Records supplied ->
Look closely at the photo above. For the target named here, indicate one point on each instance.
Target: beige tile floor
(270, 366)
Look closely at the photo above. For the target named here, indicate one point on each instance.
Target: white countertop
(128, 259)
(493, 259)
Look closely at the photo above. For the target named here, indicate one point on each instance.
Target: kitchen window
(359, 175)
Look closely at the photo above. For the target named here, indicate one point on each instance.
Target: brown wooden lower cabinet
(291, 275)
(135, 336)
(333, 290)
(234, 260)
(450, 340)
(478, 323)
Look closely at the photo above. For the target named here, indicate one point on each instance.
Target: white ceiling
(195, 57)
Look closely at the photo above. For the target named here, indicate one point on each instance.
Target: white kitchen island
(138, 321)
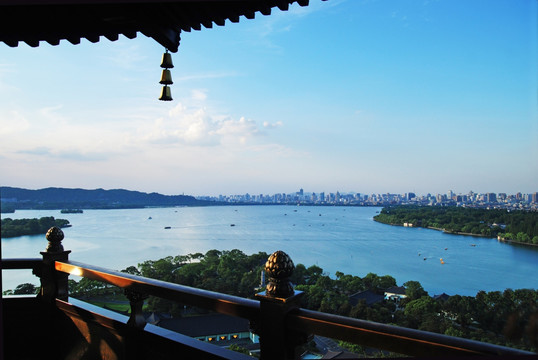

Problem description -> The listing above must be restated word for word. Its pictures are to be left out.

Response to this exercise ->
Look closely at the photo above. For the target named here, indicate one point on each instance.
Target: beige tile floor
(270, 366)
Look closely at the photo above. For the target named here, indicate one point on each instance.
Target: white countertop
(128, 259)
(493, 259)
Look closely at the photo above. For the target named here, indicate one point on each instance.
Target: kitchen window
(359, 175)
Look closely at the photo above. For the target named here, indicate one point on each instance.
Target: brown wooden lower cabinet
(291, 275)
(135, 336)
(333, 290)
(234, 260)
(450, 340)
(478, 323)
Look closely at the photo above. For the target named here, indicate one point on each instance.
Target: white ceiling
(195, 57)
Look closely at the photo above. For the target named here, indicate one point on each instance.
Target: white kitchen island
(138, 321)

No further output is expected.